> Task to carry out
Which rows below contain the string "blue"? Copy each one in full.

(Data lines)
◆ ◆ ◆
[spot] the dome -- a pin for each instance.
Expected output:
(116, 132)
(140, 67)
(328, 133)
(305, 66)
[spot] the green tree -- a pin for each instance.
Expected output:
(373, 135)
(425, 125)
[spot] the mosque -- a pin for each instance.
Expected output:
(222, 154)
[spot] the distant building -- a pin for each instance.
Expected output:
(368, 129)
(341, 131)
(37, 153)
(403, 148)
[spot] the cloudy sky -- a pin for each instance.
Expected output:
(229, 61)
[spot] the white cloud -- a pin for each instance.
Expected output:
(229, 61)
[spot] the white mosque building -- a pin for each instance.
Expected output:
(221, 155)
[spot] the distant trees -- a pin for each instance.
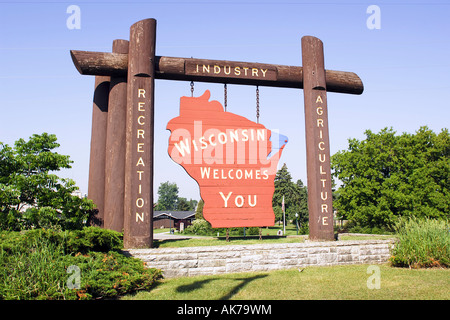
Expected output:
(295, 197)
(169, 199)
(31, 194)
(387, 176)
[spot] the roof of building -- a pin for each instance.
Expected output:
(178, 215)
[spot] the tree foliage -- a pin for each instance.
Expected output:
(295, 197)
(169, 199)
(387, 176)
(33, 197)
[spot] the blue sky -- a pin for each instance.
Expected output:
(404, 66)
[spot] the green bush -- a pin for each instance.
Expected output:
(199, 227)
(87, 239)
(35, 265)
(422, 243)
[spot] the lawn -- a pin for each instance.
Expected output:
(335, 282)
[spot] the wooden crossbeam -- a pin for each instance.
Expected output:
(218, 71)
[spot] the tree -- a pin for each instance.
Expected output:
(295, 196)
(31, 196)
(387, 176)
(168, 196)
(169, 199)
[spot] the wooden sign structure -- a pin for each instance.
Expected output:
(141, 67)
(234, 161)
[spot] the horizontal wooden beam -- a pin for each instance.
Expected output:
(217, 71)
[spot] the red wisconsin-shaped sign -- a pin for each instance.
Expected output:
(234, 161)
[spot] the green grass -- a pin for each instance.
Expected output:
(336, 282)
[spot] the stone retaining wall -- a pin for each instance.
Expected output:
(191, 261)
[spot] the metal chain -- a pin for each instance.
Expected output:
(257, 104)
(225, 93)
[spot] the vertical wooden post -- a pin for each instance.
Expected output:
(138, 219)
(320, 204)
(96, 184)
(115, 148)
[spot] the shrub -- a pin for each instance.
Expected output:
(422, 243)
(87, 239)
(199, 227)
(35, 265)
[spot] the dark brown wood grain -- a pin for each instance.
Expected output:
◆ ◆ ◆
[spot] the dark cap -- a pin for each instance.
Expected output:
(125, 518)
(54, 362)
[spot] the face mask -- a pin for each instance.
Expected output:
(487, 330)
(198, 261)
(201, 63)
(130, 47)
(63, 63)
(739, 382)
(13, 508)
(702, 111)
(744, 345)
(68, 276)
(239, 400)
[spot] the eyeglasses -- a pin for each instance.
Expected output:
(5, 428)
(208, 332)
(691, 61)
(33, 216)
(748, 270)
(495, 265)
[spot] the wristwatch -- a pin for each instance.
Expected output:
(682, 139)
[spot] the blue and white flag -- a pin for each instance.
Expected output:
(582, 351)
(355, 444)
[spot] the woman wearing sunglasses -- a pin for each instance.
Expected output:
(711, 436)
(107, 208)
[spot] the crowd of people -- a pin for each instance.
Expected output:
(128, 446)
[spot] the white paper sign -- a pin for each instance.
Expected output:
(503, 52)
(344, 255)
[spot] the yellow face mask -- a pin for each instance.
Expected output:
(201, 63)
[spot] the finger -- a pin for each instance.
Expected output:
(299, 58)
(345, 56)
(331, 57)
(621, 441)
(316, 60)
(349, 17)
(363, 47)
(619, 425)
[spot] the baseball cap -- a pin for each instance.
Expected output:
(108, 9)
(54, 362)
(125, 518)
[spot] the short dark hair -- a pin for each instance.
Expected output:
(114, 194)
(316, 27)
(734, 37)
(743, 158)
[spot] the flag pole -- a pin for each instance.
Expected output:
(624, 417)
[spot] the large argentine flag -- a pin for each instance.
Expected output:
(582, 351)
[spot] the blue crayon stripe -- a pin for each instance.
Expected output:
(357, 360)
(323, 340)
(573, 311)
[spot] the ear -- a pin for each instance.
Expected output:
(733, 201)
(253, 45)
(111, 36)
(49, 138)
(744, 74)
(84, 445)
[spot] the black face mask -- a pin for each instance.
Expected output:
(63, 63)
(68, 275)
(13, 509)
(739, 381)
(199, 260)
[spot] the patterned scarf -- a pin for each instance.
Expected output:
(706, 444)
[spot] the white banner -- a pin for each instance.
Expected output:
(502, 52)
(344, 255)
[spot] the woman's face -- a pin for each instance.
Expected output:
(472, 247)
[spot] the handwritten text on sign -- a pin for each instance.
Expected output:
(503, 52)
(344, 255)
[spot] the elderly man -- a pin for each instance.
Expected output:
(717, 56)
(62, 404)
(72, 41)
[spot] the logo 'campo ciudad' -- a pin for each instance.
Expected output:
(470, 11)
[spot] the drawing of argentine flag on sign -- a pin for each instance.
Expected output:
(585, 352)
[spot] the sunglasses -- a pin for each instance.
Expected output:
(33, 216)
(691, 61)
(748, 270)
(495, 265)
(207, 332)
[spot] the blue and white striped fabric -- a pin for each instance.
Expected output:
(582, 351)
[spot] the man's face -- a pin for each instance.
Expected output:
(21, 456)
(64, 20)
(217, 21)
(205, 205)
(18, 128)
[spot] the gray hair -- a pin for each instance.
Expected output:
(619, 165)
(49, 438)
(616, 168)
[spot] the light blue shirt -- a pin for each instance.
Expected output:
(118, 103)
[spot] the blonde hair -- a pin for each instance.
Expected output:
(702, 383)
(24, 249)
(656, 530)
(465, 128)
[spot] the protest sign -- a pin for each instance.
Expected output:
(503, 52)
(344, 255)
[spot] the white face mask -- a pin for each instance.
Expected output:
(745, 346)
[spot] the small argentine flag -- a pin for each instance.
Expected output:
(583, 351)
◆ ◆ ◆
> The solution
[spot] the blue sky -- a pin for each instance.
[spot] the blue and white flag -- a pin for each instance.
[spot] the blue crayon stripe -- a pin for each instance.
[spot] the blue and white striped fabric -- a pin for each instance.
[spot] the light blue shirt -- a pin for each instance.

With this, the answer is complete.